■ **Activity**:
Starting at the line that holds "of the eyebrow", transcribe every line to the end of the data exactly; include no other lines.

═══ Data for this exercise ═══

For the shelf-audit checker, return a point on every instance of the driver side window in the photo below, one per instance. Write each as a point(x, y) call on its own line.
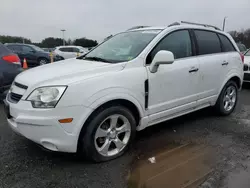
point(178, 42)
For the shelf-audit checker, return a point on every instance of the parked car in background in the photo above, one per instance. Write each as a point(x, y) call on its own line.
point(34, 55)
point(247, 66)
point(70, 51)
point(10, 66)
point(242, 47)
point(48, 49)
point(94, 104)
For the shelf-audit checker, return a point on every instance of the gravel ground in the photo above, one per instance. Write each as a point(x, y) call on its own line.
point(24, 164)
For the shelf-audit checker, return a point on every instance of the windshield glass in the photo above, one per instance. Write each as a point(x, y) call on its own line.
point(123, 47)
point(247, 53)
point(242, 47)
point(37, 48)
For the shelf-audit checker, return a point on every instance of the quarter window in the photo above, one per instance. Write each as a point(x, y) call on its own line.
point(208, 42)
point(76, 50)
point(227, 46)
point(178, 42)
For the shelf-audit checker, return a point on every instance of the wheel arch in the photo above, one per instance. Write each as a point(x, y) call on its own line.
point(131, 105)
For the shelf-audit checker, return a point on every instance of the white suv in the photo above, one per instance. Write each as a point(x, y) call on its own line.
point(94, 104)
point(247, 66)
point(70, 51)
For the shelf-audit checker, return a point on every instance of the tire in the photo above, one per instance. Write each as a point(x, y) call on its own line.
point(95, 147)
point(43, 61)
point(224, 98)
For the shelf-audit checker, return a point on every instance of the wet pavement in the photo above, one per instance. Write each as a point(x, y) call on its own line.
point(184, 166)
point(196, 150)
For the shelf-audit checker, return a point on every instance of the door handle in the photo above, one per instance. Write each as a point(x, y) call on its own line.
point(193, 70)
point(225, 63)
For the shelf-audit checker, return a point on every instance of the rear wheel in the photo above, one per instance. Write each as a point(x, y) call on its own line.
point(228, 98)
point(108, 134)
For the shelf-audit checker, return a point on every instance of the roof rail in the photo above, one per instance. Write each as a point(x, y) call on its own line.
point(205, 25)
point(173, 24)
point(137, 27)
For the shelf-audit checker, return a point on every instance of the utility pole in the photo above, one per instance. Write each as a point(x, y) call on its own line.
point(224, 23)
point(63, 30)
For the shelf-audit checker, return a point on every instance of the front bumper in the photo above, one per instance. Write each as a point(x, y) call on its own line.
point(42, 126)
point(246, 76)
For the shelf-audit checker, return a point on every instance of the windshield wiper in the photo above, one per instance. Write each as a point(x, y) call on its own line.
point(97, 59)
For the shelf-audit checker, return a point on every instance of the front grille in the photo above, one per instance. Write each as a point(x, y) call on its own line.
point(245, 67)
point(14, 97)
point(20, 85)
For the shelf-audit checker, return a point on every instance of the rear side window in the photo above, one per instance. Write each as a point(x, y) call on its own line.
point(178, 42)
point(66, 49)
point(3, 49)
point(227, 46)
point(26, 49)
point(76, 50)
point(208, 42)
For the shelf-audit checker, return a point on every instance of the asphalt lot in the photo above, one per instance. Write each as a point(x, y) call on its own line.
point(24, 164)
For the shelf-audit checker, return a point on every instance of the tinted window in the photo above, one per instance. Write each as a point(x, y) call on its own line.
point(26, 49)
point(179, 43)
point(227, 46)
point(66, 49)
point(15, 48)
point(76, 50)
point(208, 42)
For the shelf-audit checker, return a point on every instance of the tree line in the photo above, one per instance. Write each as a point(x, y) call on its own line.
point(242, 36)
point(49, 42)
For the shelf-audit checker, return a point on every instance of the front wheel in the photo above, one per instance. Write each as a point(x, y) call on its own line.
point(228, 98)
point(43, 61)
point(108, 134)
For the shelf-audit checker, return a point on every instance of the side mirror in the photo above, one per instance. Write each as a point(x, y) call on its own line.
point(162, 57)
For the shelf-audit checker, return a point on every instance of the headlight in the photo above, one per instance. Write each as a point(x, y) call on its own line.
point(46, 97)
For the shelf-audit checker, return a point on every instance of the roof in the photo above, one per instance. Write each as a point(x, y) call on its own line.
point(182, 25)
point(71, 46)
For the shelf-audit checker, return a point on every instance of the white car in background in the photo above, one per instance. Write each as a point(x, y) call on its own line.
point(70, 51)
point(247, 66)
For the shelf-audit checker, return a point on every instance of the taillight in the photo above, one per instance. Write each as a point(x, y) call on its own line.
point(242, 57)
point(12, 59)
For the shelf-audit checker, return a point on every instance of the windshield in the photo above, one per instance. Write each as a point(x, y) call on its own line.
point(242, 47)
point(37, 48)
point(123, 47)
point(247, 53)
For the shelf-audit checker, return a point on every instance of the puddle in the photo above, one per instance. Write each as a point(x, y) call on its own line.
point(177, 166)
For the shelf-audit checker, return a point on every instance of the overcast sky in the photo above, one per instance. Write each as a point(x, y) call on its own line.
point(96, 19)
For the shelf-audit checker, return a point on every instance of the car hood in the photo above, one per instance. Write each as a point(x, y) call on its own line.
point(247, 60)
point(65, 72)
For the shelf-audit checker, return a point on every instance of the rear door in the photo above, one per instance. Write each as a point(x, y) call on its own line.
point(211, 59)
point(8, 70)
point(231, 54)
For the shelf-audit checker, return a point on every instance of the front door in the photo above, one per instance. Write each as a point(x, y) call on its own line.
point(173, 88)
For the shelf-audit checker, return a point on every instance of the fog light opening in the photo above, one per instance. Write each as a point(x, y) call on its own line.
point(49, 146)
point(67, 120)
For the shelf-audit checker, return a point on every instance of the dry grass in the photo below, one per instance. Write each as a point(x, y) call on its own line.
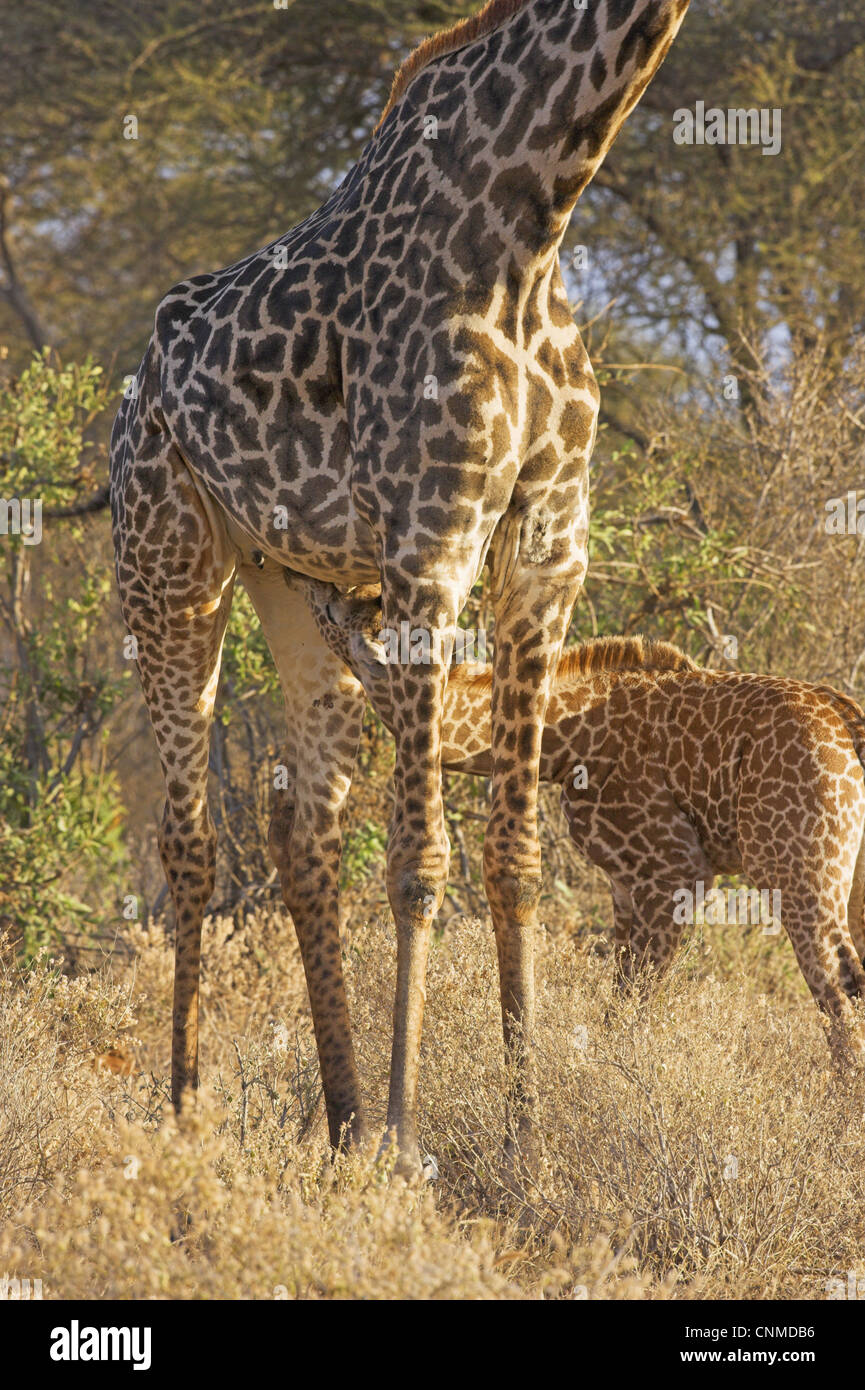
point(697, 1147)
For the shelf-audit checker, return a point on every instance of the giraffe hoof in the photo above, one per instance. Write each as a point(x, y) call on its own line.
point(408, 1162)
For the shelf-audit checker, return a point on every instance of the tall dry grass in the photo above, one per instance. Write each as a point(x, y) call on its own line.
point(698, 1146)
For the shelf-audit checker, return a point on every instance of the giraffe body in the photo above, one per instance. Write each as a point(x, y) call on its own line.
point(395, 389)
point(672, 774)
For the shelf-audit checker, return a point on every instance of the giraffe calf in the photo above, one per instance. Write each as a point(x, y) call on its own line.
point(672, 774)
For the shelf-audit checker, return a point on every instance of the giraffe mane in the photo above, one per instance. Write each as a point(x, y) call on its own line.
point(601, 655)
point(494, 14)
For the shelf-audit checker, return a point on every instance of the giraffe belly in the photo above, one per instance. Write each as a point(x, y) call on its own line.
point(303, 519)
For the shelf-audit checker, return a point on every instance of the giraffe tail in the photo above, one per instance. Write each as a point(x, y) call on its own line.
point(854, 717)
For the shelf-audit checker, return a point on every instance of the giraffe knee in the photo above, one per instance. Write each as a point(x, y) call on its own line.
point(512, 884)
point(280, 830)
point(187, 847)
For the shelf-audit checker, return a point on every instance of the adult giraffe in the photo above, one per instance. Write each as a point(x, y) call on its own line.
point(392, 391)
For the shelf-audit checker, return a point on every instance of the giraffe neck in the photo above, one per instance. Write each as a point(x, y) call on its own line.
point(531, 107)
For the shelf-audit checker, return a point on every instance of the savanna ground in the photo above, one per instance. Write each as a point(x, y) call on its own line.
point(698, 1147)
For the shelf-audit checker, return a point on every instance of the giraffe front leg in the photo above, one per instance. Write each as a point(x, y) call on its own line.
point(417, 847)
point(530, 623)
point(323, 715)
point(175, 574)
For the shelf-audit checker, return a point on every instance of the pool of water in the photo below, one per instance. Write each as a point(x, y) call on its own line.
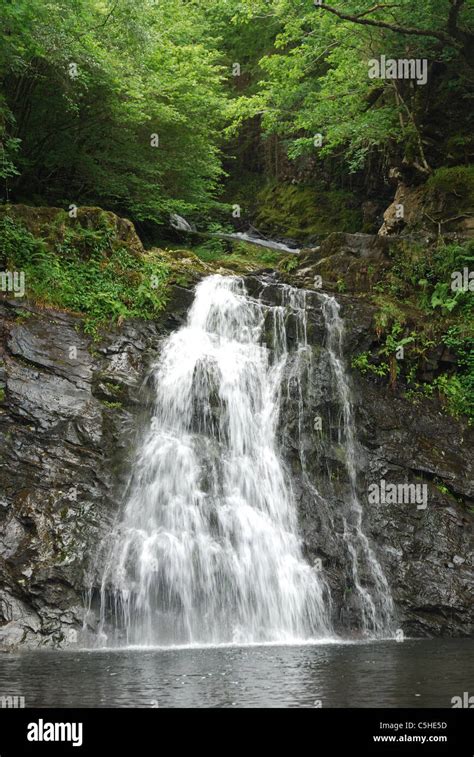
point(413, 673)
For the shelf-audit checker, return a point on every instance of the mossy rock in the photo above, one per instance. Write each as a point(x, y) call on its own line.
point(301, 212)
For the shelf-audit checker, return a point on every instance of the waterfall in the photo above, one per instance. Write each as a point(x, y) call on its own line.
point(208, 549)
point(376, 605)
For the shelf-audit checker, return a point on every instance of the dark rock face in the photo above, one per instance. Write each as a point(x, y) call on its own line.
point(68, 423)
point(426, 554)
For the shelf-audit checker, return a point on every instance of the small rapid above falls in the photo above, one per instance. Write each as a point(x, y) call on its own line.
point(207, 549)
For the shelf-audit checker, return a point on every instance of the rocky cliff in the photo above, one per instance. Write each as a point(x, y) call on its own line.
point(70, 412)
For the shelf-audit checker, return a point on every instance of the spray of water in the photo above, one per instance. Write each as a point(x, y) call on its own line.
point(207, 550)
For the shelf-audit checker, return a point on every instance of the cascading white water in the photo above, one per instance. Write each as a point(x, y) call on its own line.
point(376, 605)
point(208, 548)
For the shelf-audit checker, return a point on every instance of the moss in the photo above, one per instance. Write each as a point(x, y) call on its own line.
point(456, 185)
point(112, 405)
point(300, 212)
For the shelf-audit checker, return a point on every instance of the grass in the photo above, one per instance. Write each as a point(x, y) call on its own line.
point(88, 272)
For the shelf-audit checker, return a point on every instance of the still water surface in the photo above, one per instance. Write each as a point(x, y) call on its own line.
point(422, 673)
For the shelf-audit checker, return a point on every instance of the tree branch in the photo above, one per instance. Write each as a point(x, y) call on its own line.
point(359, 19)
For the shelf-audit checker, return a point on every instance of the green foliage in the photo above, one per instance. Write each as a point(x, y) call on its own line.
point(456, 183)
point(289, 263)
point(87, 273)
point(87, 84)
point(315, 81)
point(363, 363)
point(301, 211)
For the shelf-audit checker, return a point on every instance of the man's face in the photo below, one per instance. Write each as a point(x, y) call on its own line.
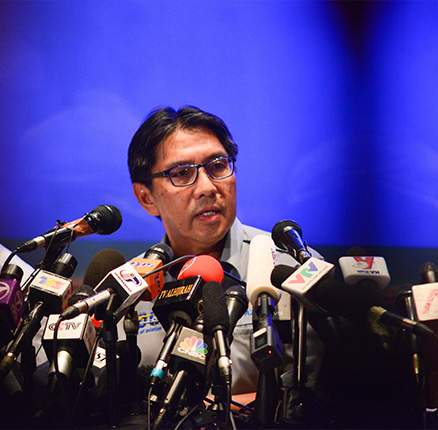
point(198, 216)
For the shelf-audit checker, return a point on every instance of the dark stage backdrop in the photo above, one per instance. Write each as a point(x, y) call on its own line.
point(334, 106)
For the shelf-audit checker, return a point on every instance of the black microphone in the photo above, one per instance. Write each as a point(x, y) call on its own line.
point(217, 325)
point(178, 305)
point(237, 304)
point(428, 273)
point(64, 265)
point(349, 302)
point(289, 236)
point(405, 303)
point(11, 302)
point(189, 360)
point(105, 219)
point(266, 346)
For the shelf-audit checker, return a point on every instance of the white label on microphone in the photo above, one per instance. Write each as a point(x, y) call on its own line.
point(300, 283)
point(78, 328)
point(426, 301)
point(354, 269)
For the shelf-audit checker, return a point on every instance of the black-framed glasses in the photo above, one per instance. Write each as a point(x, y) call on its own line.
point(187, 174)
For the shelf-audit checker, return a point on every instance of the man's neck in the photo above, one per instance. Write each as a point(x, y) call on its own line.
point(214, 251)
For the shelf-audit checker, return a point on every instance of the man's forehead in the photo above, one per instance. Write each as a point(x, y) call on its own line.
point(183, 146)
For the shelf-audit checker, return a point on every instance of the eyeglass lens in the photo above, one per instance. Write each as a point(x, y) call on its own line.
point(217, 169)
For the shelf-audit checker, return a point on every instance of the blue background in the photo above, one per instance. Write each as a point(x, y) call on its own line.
point(334, 106)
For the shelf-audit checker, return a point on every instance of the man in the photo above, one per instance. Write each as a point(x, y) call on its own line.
point(182, 166)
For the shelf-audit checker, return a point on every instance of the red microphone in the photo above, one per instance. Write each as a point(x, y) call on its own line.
point(205, 266)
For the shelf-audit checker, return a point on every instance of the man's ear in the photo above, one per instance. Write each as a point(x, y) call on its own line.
point(145, 198)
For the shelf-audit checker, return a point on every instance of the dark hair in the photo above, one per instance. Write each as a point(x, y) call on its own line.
point(160, 124)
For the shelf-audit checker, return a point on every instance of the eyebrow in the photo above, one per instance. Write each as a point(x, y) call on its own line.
point(184, 163)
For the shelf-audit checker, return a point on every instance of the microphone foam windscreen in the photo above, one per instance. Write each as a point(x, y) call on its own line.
point(105, 219)
point(80, 293)
point(215, 308)
point(261, 262)
point(160, 251)
point(101, 264)
point(280, 228)
point(280, 274)
point(203, 265)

═══

■ **Result of the task**:
For the shelf-audit checker, return a point on every instance of the eyebrow in the photo above, one per instance. Write each as a point(x, y) call on its own line.
point(184, 163)
For the shelf-audit checker, return a point on every instance of the microphone foam windscreen in the photo above, one per instance. Write each as a point(x, y) call on its own line.
point(105, 219)
point(80, 293)
point(215, 308)
point(261, 262)
point(160, 251)
point(101, 264)
point(280, 228)
point(280, 274)
point(203, 265)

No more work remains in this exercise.